§ **WHAT YOU WILL DO**
Update the photosynthesis page below from "The evolution of" to "for the cycle.", putting "CO2" wherever "carbon dioxide" appears.

(PAGE EXTRACT Opens)

| MadSci Network: Botany |
The following information was provided by Dr. Bill Rizzo, plant physiologist and coworker.
The evolution of different carbon fixation and anatomical pathways is a response to multiple environmental stressors such as low carbon dioxide concentrations, high oxygen concentrations, water scarcity, and high light and temperature conditions. The first discovered photosynthetic pathway was the C3 (Calvin - Benson; “dark” reaction) pathway wherein carbon dioxide is fixed by an enzyme called ribulose 1-5 bi-phosphate (RUBISCO) producing a 3-carbon product (3-phosphoglyceraldehyde, or 3-PGA), hence the name for the cycle.
In the C4 (or Hatch-Slack) pathway, carbon dioxide is initially fixed by the action of a different enzyme, phosphoenolpyruvate carboxylase (PEPCASE) into a 4-carbon product; usually oxaloacetate, but aspartate and malate are products in some species.
PEPCASE is much more efficient than RUBISCO in fixing carbon dioxide. RUBISCO will bind readily to oxygen, producing end-products like glycolate that must be metabolized. This process is called photorespiration, and it uses up many of the products of the light reactions of photosynthesis, constituting a metabolic drain on the plant.
Now anatomy enters the picture. In C3 plants, carbon dioxide is fixed in cells just below openings (stomates) in the leaf surface. In many environments, particularly hot, well-lit environments, this area of the plant leaf experiences low concentrations of carbon dioxide and high concentrations of oxygen; conditions not favorable to efficient operation of RUBISCO. In C4 plants, the cell geometry is arranged in a bundle-arrangement called Kranz anatomy, wherein intial C4 fixation takes place by PEPCASE in cells in the CO2-poor/O2 rich area (in mesophyll cells). The fixation product is then transported to cells in the interior of the plant leaf (bundle-sheath cells), and the CO2 is removed (decarboxylated). The decarboxylation produces a carbon dioxide-rich environment away from the oxygen-rich leaf surface, where the newly released carbon dioxide can be efficiently re-fixed by RUBISCO, where it enters the normal C3 pathway.

(PAGE EXTRACT Closes)
(GIVEN RECORDS Opens)

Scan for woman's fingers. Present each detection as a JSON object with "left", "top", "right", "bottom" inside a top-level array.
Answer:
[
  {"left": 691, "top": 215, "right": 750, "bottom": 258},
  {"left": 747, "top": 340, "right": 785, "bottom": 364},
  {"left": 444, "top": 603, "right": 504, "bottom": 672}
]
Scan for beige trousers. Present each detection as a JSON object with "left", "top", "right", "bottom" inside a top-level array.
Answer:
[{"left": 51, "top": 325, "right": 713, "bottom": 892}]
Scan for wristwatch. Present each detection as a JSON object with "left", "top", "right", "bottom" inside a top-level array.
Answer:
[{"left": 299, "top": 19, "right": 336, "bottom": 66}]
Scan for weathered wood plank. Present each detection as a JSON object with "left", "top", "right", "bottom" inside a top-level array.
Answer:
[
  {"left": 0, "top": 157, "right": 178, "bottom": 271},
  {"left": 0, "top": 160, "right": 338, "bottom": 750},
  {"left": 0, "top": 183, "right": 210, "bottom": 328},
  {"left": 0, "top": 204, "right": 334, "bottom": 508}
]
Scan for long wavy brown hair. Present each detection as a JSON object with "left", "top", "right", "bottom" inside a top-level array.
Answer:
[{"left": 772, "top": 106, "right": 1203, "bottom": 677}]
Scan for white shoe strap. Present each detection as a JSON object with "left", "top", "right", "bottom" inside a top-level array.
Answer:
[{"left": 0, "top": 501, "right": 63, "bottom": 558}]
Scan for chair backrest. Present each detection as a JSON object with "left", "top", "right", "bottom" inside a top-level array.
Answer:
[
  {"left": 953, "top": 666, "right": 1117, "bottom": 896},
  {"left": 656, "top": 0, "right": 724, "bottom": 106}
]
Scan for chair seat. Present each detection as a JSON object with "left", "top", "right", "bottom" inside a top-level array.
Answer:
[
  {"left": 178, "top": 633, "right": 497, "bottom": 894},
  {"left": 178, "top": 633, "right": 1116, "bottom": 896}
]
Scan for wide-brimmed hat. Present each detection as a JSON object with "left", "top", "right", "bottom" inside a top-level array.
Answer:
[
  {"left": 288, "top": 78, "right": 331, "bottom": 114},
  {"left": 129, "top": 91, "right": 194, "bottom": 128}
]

(GIVEN RECORDS Closes)

§ **THE COMPLETED TASK**
The evolution of different carbon fixation and anatomical pathways is a response to multiple environmental stressors such as low CO2 concentrations, high oxygen concentrations, water scarcity, and high light and temperature conditions. The first discovered photosynthetic pathway was the C3 (Calvin - Benson; “dark” reaction) pathway wherein CO2 is fixed by an enzyme called ribulose 1-5 bi-phosphate (RUBISCO) producing a 3-carbon product (3-phosphoglyceraldehyde, or 3-PGA), hence the name for the cycle.